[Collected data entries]
· · ·
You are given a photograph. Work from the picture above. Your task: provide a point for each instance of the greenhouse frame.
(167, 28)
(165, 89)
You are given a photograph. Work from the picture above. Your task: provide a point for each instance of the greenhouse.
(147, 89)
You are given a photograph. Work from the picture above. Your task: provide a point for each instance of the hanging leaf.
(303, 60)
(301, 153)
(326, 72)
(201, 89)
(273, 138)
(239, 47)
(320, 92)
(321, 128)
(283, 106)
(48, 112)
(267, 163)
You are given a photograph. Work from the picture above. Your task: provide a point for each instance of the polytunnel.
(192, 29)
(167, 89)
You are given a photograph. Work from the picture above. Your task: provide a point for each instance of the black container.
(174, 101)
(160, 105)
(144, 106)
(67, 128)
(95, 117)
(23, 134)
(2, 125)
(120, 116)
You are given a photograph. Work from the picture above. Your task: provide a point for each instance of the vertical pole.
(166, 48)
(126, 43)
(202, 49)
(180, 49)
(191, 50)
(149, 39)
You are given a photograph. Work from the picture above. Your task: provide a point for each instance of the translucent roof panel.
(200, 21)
· · ·
[EXERCISE REQUIREMENTS]: All entries above should be duplicated exactly, none omitted.

[SOLUTION TO THE PROBLEM]:
You are given a photograph. Work from the picture above. Your task: provide a point for each instance of the greenhouse frame.
(167, 28)
(165, 89)
You are given a photograph. Work from the picture above. Your task: provide a point for each instance of the greenhouse.
(147, 89)
You are given a photograph. Work from the picture above. Your task: provide a point for each instance of the hanging leaf.
(303, 60)
(301, 153)
(326, 72)
(201, 89)
(273, 138)
(239, 47)
(320, 92)
(321, 128)
(283, 106)
(48, 112)
(267, 163)
You are given a photograph. Work from the picture above. Your task: provide a point for each instance of the polytunnel.
(192, 29)
(167, 89)
You are given a photograph. Work from the picture above. Your task: provide a point for each instance of the black container.
(174, 101)
(160, 105)
(144, 106)
(67, 128)
(95, 117)
(23, 134)
(2, 125)
(120, 116)
You are given a photograph. Work from the picture above. Your task: provide a point for each instance of the vertical pole.
(166, 48)
(126, 43)
(202, 49)
(180, 49)
(191, 50)
(149, 39)
You are given a photograph. Work from the picture above. Your task: provide a point for each instance of the translucent roof panel.
(200, 21)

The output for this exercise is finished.